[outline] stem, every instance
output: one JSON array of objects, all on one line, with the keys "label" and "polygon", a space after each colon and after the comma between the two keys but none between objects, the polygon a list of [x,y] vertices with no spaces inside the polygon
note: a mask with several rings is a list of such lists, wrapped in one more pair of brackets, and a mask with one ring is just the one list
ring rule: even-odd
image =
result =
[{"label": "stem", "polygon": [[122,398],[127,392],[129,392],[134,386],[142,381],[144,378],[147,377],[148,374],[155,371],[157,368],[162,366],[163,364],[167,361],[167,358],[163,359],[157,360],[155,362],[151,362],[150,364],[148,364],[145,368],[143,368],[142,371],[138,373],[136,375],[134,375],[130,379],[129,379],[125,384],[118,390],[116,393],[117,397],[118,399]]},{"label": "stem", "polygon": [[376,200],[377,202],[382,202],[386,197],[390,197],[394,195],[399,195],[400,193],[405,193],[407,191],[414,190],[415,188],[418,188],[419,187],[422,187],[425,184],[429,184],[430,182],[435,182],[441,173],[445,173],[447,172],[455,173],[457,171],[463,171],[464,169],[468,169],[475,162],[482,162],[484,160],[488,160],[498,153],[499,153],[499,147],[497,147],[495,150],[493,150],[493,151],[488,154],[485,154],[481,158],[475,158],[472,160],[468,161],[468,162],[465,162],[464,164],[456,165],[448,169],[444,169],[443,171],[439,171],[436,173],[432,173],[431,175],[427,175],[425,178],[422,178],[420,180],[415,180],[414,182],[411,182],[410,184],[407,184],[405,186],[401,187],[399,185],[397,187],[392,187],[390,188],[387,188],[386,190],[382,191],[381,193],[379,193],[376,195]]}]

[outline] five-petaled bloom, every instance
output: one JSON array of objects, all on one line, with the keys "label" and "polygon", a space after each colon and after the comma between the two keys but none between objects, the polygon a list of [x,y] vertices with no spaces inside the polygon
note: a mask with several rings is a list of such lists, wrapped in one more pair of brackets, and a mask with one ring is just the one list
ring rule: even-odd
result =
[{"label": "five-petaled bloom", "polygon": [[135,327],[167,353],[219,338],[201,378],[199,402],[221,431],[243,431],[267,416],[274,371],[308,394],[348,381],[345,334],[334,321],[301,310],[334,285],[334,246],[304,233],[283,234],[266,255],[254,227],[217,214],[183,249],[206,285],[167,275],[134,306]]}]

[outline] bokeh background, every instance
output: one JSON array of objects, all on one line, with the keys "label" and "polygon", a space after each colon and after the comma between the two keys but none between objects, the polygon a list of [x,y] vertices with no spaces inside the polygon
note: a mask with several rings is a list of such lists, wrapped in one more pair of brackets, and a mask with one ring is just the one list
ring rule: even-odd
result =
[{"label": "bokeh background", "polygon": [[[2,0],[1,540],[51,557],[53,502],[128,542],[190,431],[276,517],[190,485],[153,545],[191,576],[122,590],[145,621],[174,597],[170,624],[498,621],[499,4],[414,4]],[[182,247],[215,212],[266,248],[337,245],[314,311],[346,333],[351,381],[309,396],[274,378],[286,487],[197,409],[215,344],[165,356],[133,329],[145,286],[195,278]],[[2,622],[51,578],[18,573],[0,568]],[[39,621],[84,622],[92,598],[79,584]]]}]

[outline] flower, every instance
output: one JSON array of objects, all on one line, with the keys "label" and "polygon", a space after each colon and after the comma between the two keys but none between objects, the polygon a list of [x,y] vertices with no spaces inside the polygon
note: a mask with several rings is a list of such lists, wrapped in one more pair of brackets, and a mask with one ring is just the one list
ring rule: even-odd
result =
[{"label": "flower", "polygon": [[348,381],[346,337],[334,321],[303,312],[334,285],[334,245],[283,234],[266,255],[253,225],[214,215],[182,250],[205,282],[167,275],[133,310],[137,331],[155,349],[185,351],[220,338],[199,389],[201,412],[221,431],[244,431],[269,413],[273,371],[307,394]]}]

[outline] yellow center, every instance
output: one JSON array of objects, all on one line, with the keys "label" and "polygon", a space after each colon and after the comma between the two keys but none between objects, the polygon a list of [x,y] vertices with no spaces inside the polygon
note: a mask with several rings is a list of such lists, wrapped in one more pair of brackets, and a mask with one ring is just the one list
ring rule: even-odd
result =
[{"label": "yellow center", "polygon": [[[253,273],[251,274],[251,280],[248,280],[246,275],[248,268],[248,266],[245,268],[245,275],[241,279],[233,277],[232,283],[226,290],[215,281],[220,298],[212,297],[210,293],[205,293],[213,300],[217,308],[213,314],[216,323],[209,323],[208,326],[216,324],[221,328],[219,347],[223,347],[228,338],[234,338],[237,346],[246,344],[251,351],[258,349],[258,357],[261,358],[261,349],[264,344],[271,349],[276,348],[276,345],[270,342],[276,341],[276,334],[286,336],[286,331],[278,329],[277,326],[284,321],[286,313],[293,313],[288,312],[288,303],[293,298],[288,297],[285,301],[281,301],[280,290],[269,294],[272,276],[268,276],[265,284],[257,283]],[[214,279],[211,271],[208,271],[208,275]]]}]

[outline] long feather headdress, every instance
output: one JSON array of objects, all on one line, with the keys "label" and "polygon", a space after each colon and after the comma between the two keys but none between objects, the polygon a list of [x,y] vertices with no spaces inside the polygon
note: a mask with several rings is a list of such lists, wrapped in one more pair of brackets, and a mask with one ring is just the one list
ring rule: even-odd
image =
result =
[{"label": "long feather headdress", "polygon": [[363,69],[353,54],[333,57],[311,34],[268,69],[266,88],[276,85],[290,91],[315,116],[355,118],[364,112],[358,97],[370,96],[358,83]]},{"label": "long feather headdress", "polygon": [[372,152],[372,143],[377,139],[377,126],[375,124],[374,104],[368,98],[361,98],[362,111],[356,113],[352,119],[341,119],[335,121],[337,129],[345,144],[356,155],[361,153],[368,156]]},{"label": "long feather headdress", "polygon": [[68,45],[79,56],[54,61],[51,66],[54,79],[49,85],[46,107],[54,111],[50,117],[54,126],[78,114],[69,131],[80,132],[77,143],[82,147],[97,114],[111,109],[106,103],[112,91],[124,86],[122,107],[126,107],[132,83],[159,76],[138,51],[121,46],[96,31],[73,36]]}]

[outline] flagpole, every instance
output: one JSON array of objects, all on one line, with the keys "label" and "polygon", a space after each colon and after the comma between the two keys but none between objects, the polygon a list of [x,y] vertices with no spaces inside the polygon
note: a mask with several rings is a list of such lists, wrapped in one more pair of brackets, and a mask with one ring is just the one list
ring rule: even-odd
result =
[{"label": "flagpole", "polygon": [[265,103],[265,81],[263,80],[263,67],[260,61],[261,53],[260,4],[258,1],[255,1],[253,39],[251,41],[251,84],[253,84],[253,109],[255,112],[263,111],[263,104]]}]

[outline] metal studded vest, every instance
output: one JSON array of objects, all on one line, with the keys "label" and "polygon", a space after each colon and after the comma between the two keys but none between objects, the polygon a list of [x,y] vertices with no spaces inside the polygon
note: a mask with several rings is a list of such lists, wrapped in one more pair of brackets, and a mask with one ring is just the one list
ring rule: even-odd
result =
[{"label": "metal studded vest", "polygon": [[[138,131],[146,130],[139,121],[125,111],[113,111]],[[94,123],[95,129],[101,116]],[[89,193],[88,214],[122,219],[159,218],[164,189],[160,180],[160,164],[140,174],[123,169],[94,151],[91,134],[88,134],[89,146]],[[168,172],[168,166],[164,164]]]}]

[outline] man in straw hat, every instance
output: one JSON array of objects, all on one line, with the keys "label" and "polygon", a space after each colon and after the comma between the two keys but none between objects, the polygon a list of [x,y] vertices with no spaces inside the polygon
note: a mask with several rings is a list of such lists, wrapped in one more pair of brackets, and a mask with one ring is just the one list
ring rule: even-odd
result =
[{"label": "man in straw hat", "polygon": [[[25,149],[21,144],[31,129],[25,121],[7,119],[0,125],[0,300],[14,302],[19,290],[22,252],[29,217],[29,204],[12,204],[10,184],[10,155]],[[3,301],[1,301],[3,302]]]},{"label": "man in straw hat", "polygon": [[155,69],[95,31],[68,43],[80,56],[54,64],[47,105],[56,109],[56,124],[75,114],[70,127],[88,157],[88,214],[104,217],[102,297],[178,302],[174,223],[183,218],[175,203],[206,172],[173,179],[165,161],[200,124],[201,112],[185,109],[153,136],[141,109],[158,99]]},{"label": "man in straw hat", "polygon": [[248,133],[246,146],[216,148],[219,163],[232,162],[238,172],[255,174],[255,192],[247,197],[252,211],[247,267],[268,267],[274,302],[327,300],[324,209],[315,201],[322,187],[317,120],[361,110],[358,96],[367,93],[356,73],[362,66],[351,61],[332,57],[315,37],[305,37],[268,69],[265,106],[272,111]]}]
--*--
### What you should do
Please count the lines in the records above that contain the string "five". Reply with that number alone.

### Exercise answer
2